### Exercise objective
The task calls for an exact copy of the records, without any images.

[Region pointing data]
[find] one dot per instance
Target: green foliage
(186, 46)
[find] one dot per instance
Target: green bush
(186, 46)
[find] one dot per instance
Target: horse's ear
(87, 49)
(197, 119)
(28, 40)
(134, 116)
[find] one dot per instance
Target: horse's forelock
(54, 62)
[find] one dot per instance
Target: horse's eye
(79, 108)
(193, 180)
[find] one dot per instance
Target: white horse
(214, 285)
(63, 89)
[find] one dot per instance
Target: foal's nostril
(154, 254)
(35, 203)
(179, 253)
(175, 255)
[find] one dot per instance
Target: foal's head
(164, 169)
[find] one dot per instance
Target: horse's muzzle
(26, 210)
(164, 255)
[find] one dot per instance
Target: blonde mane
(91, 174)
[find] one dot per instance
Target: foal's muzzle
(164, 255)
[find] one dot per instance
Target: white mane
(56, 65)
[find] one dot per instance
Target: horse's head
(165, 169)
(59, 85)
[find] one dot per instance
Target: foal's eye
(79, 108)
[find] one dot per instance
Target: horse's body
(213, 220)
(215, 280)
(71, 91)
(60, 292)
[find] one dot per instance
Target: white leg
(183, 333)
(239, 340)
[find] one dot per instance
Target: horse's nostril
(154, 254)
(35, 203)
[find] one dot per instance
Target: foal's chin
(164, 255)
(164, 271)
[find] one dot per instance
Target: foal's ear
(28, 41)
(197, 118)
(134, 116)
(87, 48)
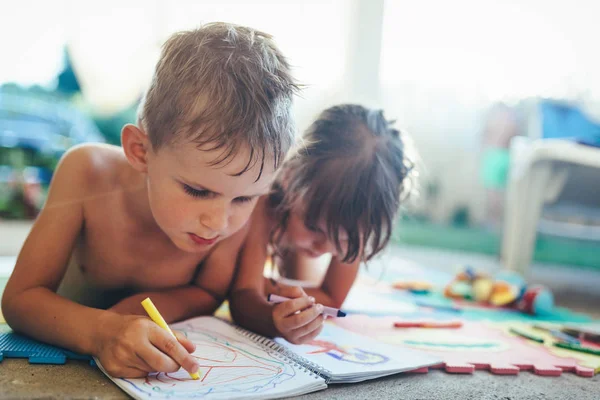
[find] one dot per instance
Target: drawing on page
(347, 353)
(228, 368)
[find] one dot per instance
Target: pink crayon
(327, 311)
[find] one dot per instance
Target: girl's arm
(298, 320)
(248, 304)
(336, 284)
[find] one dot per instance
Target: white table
(538, 172)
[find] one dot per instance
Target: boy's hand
(298, 320)
(134, 346)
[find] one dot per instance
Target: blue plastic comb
(13, 345)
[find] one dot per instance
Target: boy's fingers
(185, 342)
(291, 291)
(290, 307)
(311, 335)
(154, 360)
(132, 372)
(171, 347)
(303, 318)
(309, 327)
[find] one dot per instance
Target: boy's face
(196, 204)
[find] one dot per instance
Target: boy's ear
(136, 146)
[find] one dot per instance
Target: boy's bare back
(164, 215)
(120, 249)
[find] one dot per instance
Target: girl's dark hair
(349, 175)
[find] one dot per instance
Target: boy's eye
(243, 199)
(195, 192)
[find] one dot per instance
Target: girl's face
(311, 241)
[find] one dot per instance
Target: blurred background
(462, 77)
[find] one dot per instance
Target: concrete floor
(77, 380)
(574, 288)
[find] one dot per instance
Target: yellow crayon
(160, 321)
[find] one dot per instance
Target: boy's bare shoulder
(94, 166)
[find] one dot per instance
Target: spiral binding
(282, 352)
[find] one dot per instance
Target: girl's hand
(133, 346)
(298, 320)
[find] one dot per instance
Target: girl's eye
(242, 199)
(314, 228)
(195, 192)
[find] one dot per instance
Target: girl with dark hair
(338, 195)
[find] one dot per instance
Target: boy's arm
(204, 296)
(30, 303)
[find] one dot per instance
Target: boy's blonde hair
(222, 86)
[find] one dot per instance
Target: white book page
(231, 366)
(346, 354)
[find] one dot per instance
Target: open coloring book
(236, 363)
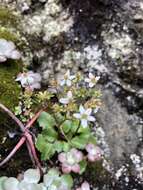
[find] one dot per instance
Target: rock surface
(101, 36)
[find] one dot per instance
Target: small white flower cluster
(30, 181)
(85, 116)
(67, 79)
(8, 50)
(93, 54)
(84, 186)
(29, 80)
(120, 172)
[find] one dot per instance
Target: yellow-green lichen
(6, 34)
(9, 89)
(8, 17)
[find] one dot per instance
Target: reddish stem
(19, 144)
(27, 137)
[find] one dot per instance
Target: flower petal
(68, 82)
(76, 168)
(87, 80)
(62, 82)
(62, 157)
(77, 115)
(91, 76)
(69, 94)
(81, 109)
(91, 84)
(88, 111)
(66, 168)
(64, 100)
(91, 118)
(85, 186)
(84, 123)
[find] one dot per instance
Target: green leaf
(66, 147)
(51, 132)
(46, 148)
(66, 126)
(46, 120)
(92, 140)
(67, 179)
(2, 179)
(80, 141)
(58, 145)
(83, 165)
(84, 130)
(75, 125)
(59, 117)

### Solution
[find] one dot per instance
Target: green foliage
(186, 46)
[find] one dot per instance
Target: green bush
(186, 46)
[find] one dot per instance
Target: horse's ear
(87, 49)
(197, 119)
(28, 40)
(134, 116)
[find] one dot per instance
Target: horse's forelock
(54, 62)
[find] one dot per instance
Target: horse's eye
(79, 108)
(193, 180)
[find] one dot per instance
Target: white horse
(214, 285)
(63, 89)
[find] one dot per instance
Target: foal's nostril
(154, 254)
(35, 203)
(179, 253)
(175, 255)
[find] one dot per instance
Target: foal's head
(164, 169)
[find] one dot per instance
Target: horse's muzzle
(26, 210)
(164, 255)
[find] one dot per instance
Target: blonde mane
(91, 174)
[find] one dot per instance
Target: foal's muzzle
(164, 255)
[find] one dot per instance
Target: white mane
(56, 65)
[find] one dot per instance
Target: horse's head
(165, 169)
(59, 85)
[find] one dot per instance
Target: foal's eye
(79, 108)
[find] one dot per instance
Target: horse's body
(213, 220)
(215, 280)
(71, 91)
(60, 292)
[find] one dot per instance
Target: white leg
(183, 333)
(239, 340)
[find] one dot per instance
Target: horse's nostril
(154, 254)
(35, 203)
[find] one dot per instance
Target: foal's chin
(164, 255)
(164, 271)
[find] one dot per instance
Target: foal's ear
(28, 41)
(197, 118)
(134, 116)
(87, 48)
[find] one dot per instance
Target: drawing on page
(347, 353)
(228, 368)
[find] one dot per instance
Target: pink crayon
(327, 311)
[find] one dot per instance
Target: girl's arm
(298, 320)
(248, 304)
(336, 284)
[find] one dot per instance
Target: white table
(538, 172)
[find] one dot per instance
Target: boy's hand
(298, 320)
(134, 346)
[find] one dot per instance
Target: blue plastic comb
(13, 345)
[find] one dot per instance
Target: boy's fingers
(185, 342)
(291, 291)
(290, 307)
(311, 335)
(154, 360)
(132, 372)
(171, 347)
(303, 318)
(309, 327)
[find] one dot per instance
Target: boy's face
(196, 204)
[find] one dot per instance
Target: boy's ear
(136, 146)
[find] one dot per instance
Target: boy's bare back
(164, 215)
(120, 249)
[find] one dot per instance
Target: girl's dark hair
(349, 175)
[find] one dot per instance
Target: boy's eye
(243, 199)
(195, 192)
[find] one dot per instance
Target: girl's face
(311, 241)
[find] one dot per instance
Target: blurred background
(462, 77)
[find] one dot per instance
Target: concrete floor
(77, 380)
(574, 288)
[find] one dot per instance
Target: yellow crayon
(160, 321)
[find] one dot per instance
Target: boy's bare shoulder
(94, 166)
[find] one dot per instance
Target: spiral binding
(282, 352)
[find] one dot per instance
Target: girl's hand
(133, 346)
(298, 320)
[find] one dot per instance
Target: girl's eye
(242, 199)
(314, 228)
(195, 192)
[find] one dot per instance
Target: girl with dark hair
(338, 195)
[find] one dot per instance
Target: boy's arm
(204, 296)
(30, 303)
[find] one dot per instance
Target: boy's blonde hair
(222, 86)
[find] one dot per instance
Target: white book page
(231, 366)
(346, 354)
[find] one dot per instance
Target: open coloring book
(236, 363)
[find] one dot per instance
Target: rock surface
(101, 36)
[find] one dot per instance
Target: small white flower cluster
(30, 181)
(85, 116)
(67, 79)
(8, 50)
(93, 54)
(84, 186)
(29, 80)
(120, 172)
[find] one dot per instance
Target: yellow-green lichen
(6, 34)
(9, 89)
(8, 17)
[find] one dot per instance
Target: reddish stem
(19, 144)
(27, 137)
[find] one dot per instance
Target: flower petal
(68, 82)
(76, 168)
(87, 80)
(62, 82)
(62, 157)
(77, 115)
(91, 76)
(69, 94)
(81, 109)
(91, 84)
(88, 111)
(66, 168)
(64, 100)
(91, 118)
(85, 186)
(84, 123)
[find] one dot per instance
Target: green leaf
(66, 147)
(51, 132)
(46, 148)
(66, 126)
(46, 120)
(92, 140)
(67, 179)
(2, 179)
(80, 141)
(58, 145)
(83, 165)
(84, 130)
(75, 125)
(59, 117)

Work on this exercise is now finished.